▸ **Provided passage**
— Begin —

To understand CockroachDB’s survivability promise, you must first understand our key-value store and replication model, as they form the foundation for survivability.
CockroachDB is a SQL database built on top of a distributed consistent key-value store. The entire key-value space is split into multiple contiguous key-value ranges spread across many nodes. CockroachDB uses Raft for consensus-based replicated writes, guaranteeing that a write to any key is durable, or in other words, that it survives. On each write to a key-value range, the range is synchronously replicated from a Raft leader to multiple replicas residing on different nodes. Database writes are replayed on all replicas in the same order as on the leader, guaranteeing consistent replication. This model forms the basis of CockroachDB survivability: if a node dies, a few others have an exact copy of the data that is lost.
While we’d like to trust our survivability model, we went one step further: we added verification. We built a subsystem that periodically verifies that all replicas of a range have identical data, so that when one of them has to step up to replace a lost node, the data served is what is expected.
Every node in the cluster runs an independent consistency checker. The checker scans through all the local replicas in a continuous loop over a 24 hour cycle, and runs a consistency check on each range for which it is the Raft leader:
In the rare circumstance that it finds a replication problem, the checker logs an error or panics. Unfortunately, it is not possible for the system to identify whether the Raft leader or its replica is responsible for a faulty replication, and a replication problem cannot be repaired.

— End —

▸ **Exercises**
a) Reproduce the CockroachDB passage from "To understand CockroachDB’s" to "foundation for survivability.".
b) In the CockroachDB passage, over what length of cycle does the consistency checker scan through the local replicas?
c) Translate this sentence from the CockroachDB passage into Spanish: "Every node in the cluster runs an independent consistency checker."
These records come from a separate source.

Point placement records:
— Begin —

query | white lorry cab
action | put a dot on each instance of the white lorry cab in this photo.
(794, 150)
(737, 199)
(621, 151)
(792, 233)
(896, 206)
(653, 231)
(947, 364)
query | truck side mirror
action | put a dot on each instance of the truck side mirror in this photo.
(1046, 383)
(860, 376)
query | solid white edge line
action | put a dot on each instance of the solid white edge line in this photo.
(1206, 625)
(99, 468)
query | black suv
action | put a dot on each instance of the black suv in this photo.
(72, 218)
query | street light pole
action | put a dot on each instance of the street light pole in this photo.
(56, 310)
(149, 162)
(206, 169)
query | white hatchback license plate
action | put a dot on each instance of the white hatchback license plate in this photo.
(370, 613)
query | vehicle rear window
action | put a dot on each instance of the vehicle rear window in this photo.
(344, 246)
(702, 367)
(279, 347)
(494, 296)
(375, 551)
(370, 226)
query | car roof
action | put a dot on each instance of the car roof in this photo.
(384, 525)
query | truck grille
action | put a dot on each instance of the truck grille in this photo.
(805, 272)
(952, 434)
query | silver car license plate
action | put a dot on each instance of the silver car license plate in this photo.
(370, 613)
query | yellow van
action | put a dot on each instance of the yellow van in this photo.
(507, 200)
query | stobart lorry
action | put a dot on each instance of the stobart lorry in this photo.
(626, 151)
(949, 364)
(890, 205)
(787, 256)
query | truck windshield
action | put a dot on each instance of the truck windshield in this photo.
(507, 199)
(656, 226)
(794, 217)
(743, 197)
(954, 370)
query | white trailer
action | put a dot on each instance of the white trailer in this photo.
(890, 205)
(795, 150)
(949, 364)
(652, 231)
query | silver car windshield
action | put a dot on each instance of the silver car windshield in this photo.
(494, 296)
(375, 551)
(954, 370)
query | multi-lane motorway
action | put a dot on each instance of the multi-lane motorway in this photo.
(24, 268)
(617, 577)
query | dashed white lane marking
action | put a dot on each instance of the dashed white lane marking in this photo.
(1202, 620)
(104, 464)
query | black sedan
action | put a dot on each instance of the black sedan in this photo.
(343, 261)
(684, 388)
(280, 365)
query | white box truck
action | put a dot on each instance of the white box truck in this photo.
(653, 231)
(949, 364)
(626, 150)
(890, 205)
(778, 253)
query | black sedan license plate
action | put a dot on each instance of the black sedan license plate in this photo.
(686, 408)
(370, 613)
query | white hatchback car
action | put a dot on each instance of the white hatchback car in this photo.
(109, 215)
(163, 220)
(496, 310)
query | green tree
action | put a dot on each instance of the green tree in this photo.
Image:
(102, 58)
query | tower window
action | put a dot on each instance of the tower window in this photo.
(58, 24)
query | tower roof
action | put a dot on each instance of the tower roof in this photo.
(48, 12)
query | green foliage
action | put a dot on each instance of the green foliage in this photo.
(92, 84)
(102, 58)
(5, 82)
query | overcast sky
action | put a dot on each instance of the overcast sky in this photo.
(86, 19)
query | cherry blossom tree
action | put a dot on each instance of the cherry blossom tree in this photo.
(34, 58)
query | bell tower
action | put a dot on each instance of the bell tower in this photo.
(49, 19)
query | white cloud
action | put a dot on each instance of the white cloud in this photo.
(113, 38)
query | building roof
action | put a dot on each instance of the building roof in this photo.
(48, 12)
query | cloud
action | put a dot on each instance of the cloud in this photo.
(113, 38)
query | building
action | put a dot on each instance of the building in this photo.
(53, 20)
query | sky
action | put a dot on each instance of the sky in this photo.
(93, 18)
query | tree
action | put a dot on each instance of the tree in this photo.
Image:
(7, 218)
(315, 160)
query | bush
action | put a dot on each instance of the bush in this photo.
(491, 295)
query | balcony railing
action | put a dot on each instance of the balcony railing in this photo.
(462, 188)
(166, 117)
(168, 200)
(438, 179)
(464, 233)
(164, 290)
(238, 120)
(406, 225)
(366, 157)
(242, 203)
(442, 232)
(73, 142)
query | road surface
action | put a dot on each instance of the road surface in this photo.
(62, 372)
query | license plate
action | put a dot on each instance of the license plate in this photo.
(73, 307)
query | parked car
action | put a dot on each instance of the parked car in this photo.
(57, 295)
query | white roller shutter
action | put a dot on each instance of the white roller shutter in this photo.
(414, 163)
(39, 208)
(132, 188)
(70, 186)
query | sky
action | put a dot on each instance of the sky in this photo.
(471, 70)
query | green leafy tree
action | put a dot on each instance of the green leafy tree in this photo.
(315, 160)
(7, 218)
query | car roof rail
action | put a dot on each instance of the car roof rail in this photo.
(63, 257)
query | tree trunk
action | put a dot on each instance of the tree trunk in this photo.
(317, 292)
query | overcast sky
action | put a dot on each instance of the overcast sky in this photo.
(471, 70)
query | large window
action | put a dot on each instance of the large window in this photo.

— End —

▸ **Answers to the exercises**
a)
To understand CockroachDB’s survivability promise, you must first understand our key-value store and replication model, as they form the foundation for survivability.

b) A 24-hour cycle.

c) Cada nodo del clúster ejecuta un verificador de consistencia independiente.